◆ **WHAT THE EXERCISE ASKS**:
Count the lines in the records that contain the string "clicks", and reply with that number alone.
═════ EXERCISE DATA
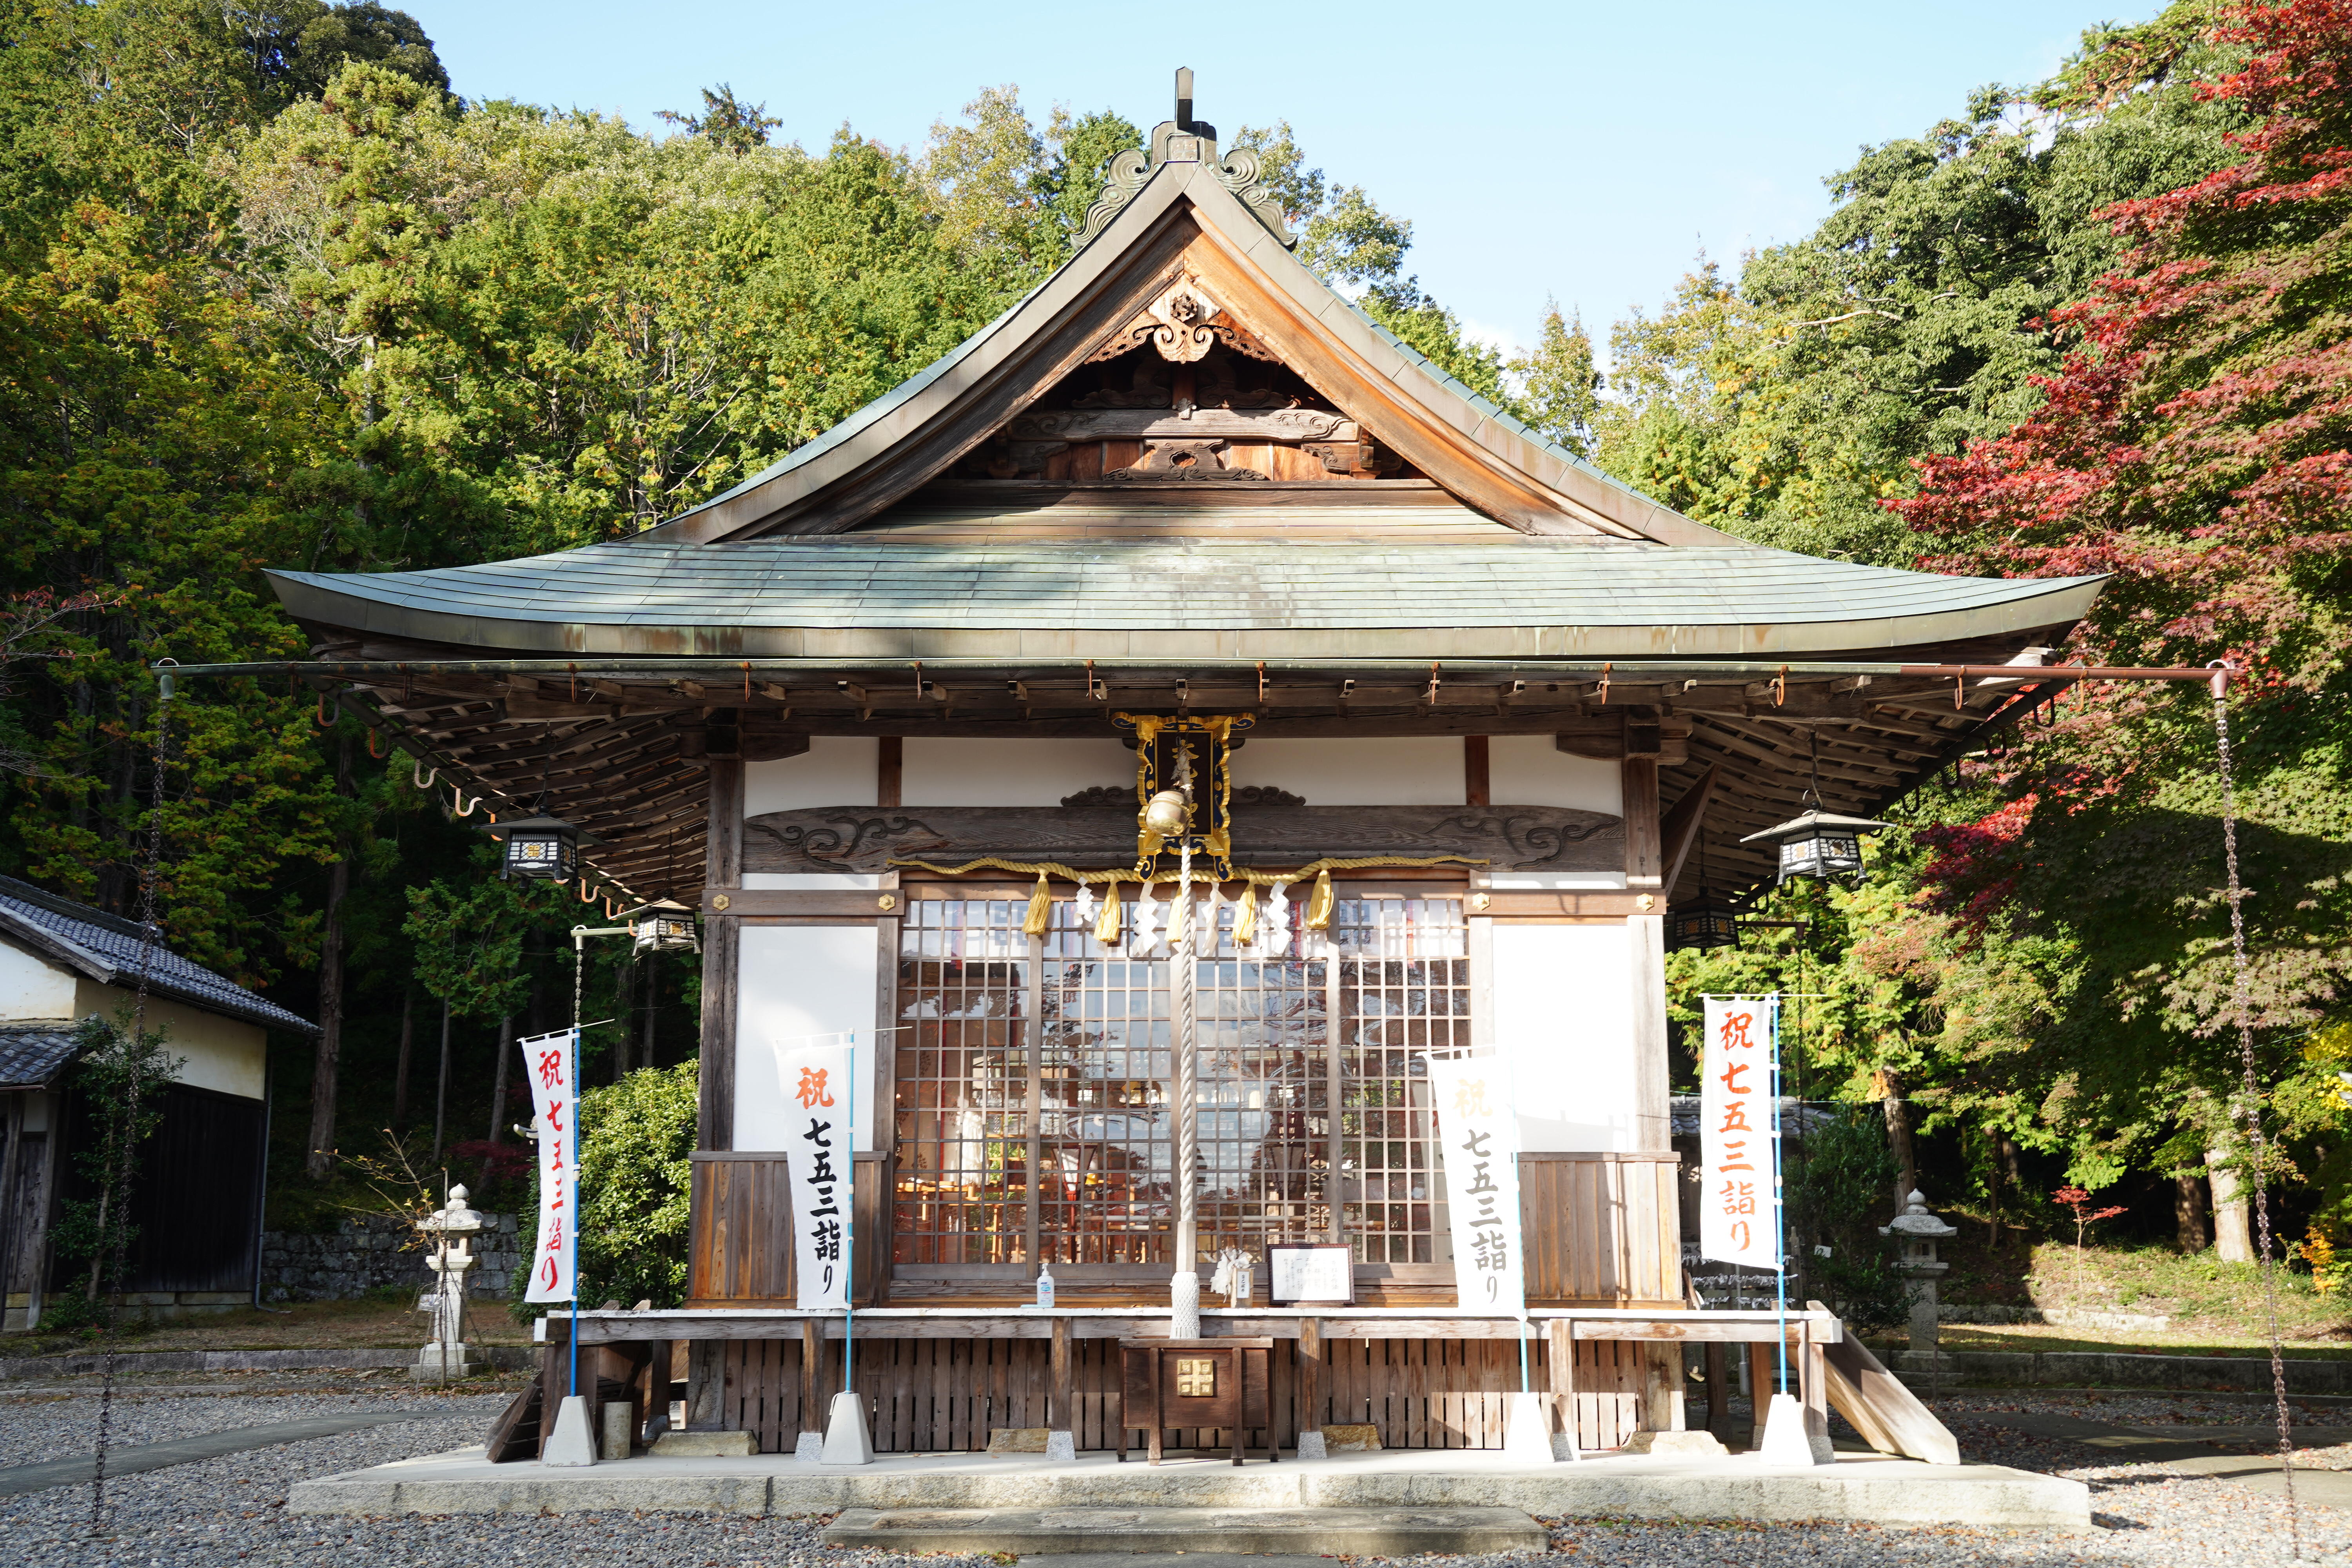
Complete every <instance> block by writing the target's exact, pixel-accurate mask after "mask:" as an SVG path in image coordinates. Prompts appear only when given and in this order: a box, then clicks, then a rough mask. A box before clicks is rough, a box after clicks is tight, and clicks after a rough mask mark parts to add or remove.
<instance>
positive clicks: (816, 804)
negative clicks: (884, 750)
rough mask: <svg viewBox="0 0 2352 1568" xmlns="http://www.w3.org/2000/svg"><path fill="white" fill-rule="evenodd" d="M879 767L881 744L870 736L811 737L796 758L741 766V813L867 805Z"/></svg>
mask: <svg viewBox="0 0 2352 1568" xmlns="http://www.w3.org/2000/svg"><path fill="white" fill-rule="evenodd" d="M880 766H882V743H880V741H875V738H873V736H811V738H809V750H804V752H802V755H797V757H783V759H779V762H746V764H743V813H746V816H760V813H762V811H793V809H795V806H870V804H875V788H877V773H880Z"/></svg>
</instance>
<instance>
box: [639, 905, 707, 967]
mask: <svg viewBox="0 0 2352 1568" xmlns="http://www.w3.org/2000/svg"><path fill="white" fill-rule="evenodd" d="M628 936H630V943H633V947H635V950H637V952H640V954H644V952H701V950H703V943H701V938H699V936H696V933H694V910H689V907H687V905H682V903H677V900H673V898H656V900H654V903H649V905H642V907H635V910H630V912H628Z"/></svg>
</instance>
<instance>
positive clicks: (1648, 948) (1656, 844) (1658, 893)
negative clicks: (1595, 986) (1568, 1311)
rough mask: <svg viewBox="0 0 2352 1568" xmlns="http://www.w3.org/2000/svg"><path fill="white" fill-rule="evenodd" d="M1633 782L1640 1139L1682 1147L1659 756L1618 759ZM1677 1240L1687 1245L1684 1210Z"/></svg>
mask: <svg viewBox="0 0 2352 1568" xmlns="http://www.w3.org/2000/svg"><path fill="white" fill-rule="evenodd" d="M1618 769H1621V776H1623V785H1625V886H1628V891H1632V893H1635V905H1637V912H1635V914H1630V917H1625V938H1628V947H1630V950H1632V964H1630V969H1632V976H1630V980H1632V1074H1635V1079H1632V1095H1635V1098H1632V1143H1635V1147H1637V1150H1670V1147H1675V1135H1672V1119H1670V1117H1668V1081H1665V1079H1668V1070H1665V882H1663V860H1661V856H1663V849H1661V837H1658V759H1656V757H1628V759H1625V762H1621V764H1618ZM1675 1218H1677V1227H1675V1229H1677V1246H1679V1229H1682V1227H1679V1213H1677V1215H1675Z"/></svg>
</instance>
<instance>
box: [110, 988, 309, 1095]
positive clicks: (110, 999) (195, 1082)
mask: <svg viewBox="0 0 2352 1568" xmlns="http://www.w3.org/2000/svg"><path fill="white" fill-rule="evenodd" d="M132 1001H136V994H134V992H132V990H127V987H120V985H99V983H96V980H89V978H78V985H75V990H73V1016H75V1018H89V1016H92V1013H103V1016H106V1018H115V1016H118V1013H122V1009H127V1006H129V1004H132ZM146 1027H151V1030H162V1032H165V1039H162V1048H165V1051H169V1053H172V1056H176V1058H181V1067H179V1072H176V1074H172V1077H174V1081H179V1084H191V1086H195V1088H216V1091H219V1093H223V1095H245V1098H247V1100H259V1098H261V1093H263V1086H266V1081H268V1032H266V1030H263V1027H261V1025H259V1023H240V1020H235V1018H221V1016H219V1013H207V1011H205V1009H200V1006H188V1004H186V1001H172V999H169V997H148V1001H146Z"/></svg>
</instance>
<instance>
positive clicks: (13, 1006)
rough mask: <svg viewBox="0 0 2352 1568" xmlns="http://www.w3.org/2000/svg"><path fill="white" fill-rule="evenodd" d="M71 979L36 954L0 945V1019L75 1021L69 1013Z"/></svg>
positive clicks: (64, 970) (48, 961)
mask: <svg viewBox="0 0 2352 1568" xmlns="http://www.w3.org/2000/svg"><path fill="white" fill-rule="evenodd" d="M78 978H80V976H75V973H73V971H71V969H66V966H64V964H52V961H49V959H45V957H40V954H38V952H26V950H24V947H19V945H14V943H0V1018H5V1020H9V1023H16V1020H26V1018H78V1013H75V1011H73V983H75V980H78Z"/></svg>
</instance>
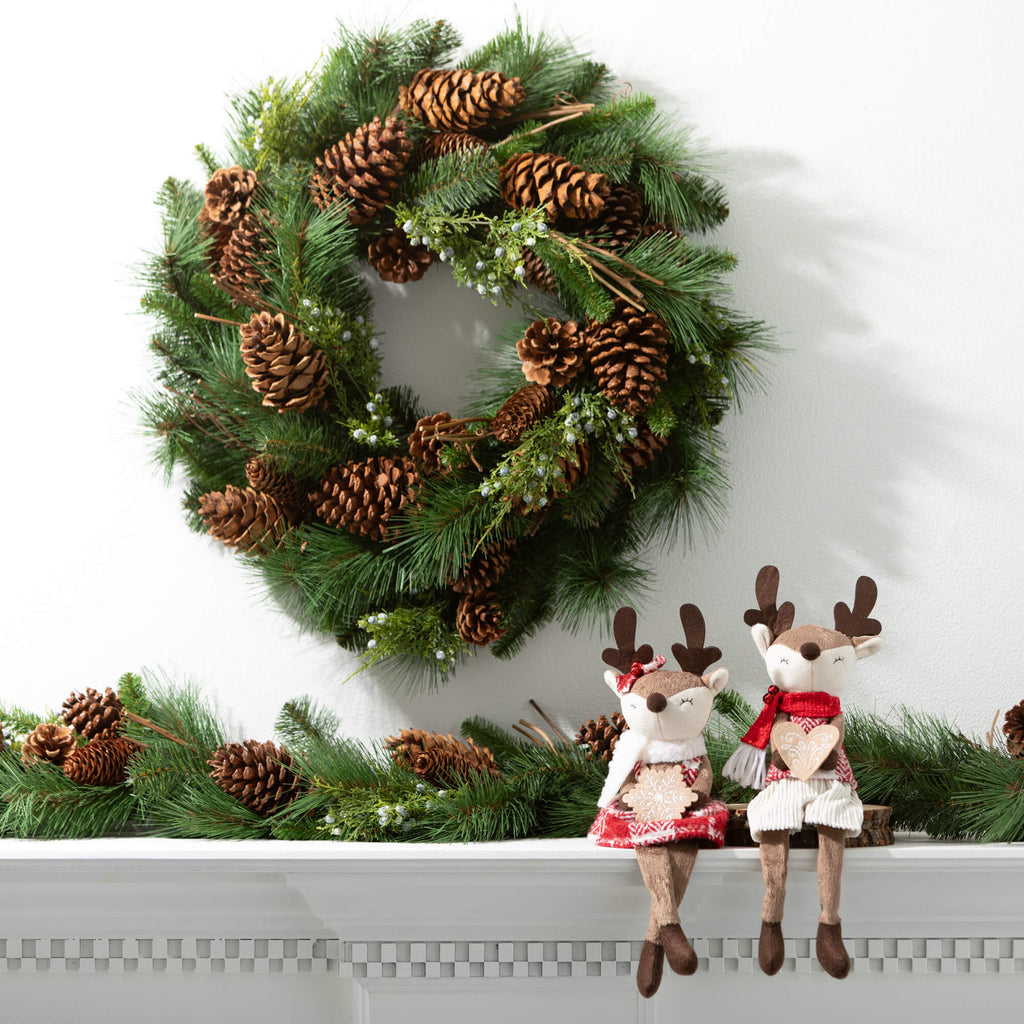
══════════
◆ **TASK RESPONSE**:
8